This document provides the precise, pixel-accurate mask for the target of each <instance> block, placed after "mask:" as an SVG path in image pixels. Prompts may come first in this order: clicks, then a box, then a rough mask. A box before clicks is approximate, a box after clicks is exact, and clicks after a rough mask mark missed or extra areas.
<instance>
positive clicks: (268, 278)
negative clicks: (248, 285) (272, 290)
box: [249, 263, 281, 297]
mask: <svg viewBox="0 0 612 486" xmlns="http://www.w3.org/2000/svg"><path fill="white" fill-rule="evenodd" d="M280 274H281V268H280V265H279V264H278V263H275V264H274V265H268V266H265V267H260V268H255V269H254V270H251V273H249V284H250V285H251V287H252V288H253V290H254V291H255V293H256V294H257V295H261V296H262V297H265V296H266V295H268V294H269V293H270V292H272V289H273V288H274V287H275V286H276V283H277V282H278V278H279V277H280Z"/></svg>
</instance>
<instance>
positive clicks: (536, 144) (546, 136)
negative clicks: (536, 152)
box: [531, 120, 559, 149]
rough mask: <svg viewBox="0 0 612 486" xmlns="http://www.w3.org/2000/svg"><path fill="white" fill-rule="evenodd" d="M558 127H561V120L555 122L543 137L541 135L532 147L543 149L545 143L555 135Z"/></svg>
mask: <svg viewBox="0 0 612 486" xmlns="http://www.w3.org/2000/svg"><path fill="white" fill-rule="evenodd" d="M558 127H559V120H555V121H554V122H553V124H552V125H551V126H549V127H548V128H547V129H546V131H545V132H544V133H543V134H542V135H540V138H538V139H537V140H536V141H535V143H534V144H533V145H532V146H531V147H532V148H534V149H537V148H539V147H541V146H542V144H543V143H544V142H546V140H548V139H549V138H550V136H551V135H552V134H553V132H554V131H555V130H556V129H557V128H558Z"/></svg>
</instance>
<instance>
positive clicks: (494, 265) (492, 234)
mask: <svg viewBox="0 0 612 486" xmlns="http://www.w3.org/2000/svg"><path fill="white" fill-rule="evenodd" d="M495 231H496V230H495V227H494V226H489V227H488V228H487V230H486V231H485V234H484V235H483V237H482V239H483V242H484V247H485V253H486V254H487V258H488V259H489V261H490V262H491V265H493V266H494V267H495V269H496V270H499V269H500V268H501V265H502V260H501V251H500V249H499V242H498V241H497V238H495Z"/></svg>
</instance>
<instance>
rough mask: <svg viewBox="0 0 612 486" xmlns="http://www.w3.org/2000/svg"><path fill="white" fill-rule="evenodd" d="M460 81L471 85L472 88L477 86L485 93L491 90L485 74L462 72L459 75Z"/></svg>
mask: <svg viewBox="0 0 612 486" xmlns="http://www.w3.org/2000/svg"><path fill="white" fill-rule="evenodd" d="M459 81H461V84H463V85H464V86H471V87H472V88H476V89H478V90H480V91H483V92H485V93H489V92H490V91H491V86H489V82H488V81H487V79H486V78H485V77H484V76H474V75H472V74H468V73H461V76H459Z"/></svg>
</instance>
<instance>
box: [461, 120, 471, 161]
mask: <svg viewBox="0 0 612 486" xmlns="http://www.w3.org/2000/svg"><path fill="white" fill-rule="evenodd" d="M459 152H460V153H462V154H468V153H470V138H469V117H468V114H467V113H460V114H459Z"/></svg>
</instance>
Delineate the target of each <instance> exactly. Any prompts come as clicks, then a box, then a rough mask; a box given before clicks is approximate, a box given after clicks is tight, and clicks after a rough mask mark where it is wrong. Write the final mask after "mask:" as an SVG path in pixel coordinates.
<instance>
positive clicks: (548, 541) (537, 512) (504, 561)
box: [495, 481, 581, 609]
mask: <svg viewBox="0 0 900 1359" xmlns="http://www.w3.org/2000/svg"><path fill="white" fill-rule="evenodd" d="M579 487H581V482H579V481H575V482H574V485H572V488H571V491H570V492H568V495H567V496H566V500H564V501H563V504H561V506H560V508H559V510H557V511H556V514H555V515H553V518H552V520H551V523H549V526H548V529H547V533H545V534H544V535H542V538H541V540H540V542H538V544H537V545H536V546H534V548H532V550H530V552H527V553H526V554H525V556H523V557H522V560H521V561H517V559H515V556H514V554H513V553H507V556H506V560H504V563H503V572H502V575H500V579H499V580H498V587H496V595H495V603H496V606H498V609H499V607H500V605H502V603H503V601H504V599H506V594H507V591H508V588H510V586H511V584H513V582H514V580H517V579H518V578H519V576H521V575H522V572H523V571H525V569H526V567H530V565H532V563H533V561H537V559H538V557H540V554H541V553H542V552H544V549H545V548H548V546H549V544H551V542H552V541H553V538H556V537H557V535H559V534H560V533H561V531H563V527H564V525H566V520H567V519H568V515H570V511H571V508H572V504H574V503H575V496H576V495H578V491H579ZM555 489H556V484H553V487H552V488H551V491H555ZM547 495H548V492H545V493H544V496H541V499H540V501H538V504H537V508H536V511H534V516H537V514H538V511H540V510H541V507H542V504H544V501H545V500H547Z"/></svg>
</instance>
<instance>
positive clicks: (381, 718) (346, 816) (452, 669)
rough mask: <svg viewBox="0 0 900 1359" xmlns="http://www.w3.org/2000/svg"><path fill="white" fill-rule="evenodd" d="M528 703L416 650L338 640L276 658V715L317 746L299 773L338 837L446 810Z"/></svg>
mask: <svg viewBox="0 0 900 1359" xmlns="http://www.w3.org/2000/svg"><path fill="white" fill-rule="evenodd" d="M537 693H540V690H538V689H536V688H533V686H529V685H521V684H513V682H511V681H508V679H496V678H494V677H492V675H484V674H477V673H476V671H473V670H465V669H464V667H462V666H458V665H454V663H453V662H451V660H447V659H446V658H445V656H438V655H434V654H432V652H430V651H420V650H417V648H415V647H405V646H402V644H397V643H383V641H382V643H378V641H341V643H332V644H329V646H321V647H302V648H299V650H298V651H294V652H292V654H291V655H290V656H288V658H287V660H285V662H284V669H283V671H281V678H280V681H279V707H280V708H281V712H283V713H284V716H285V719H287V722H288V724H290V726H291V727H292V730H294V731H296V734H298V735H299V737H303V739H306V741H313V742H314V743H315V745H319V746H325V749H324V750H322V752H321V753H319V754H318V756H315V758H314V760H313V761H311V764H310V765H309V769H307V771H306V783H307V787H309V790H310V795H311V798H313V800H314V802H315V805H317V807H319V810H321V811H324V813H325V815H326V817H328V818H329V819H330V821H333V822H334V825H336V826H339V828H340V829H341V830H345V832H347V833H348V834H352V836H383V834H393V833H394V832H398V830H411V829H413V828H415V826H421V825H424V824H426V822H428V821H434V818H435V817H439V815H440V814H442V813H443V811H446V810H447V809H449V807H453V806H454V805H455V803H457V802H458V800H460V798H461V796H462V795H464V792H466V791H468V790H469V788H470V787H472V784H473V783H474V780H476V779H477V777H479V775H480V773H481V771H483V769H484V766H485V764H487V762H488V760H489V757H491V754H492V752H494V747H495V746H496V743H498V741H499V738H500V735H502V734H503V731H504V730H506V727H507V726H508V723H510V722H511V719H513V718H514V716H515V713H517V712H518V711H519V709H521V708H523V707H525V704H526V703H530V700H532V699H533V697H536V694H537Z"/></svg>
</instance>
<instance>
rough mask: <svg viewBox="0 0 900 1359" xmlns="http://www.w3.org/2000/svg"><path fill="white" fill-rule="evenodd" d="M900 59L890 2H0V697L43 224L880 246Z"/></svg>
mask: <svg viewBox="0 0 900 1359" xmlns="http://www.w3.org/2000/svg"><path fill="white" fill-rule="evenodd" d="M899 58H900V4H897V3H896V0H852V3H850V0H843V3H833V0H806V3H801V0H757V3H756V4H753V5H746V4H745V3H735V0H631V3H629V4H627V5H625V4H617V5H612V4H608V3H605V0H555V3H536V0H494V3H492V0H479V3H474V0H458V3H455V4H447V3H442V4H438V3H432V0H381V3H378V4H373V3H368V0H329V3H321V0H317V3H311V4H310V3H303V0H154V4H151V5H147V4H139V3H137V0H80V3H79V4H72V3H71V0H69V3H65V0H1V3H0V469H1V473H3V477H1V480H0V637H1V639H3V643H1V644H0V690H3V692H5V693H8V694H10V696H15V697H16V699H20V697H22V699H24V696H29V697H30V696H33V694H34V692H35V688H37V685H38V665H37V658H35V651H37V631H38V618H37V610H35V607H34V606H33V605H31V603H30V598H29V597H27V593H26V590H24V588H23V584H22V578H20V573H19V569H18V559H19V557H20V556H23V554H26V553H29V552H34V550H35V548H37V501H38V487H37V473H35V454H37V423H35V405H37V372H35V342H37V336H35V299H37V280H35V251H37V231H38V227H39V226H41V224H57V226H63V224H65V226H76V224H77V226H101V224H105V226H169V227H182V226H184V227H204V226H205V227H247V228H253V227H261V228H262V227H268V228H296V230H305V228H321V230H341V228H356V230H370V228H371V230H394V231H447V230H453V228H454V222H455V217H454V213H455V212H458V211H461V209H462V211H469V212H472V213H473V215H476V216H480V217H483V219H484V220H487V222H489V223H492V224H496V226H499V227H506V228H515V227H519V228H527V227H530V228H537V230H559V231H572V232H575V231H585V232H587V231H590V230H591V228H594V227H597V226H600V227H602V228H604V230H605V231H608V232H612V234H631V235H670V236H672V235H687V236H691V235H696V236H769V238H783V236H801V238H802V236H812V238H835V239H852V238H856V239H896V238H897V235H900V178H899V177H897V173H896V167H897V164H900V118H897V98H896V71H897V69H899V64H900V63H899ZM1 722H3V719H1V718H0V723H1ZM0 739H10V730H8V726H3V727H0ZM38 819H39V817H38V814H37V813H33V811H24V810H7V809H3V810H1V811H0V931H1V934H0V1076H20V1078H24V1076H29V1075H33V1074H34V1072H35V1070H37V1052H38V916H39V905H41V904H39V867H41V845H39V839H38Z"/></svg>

————————

= 任务说明 =
统计上方列表中含有字符串“negative”的行数，区分大小写，只写出数字。

= 答案 =
2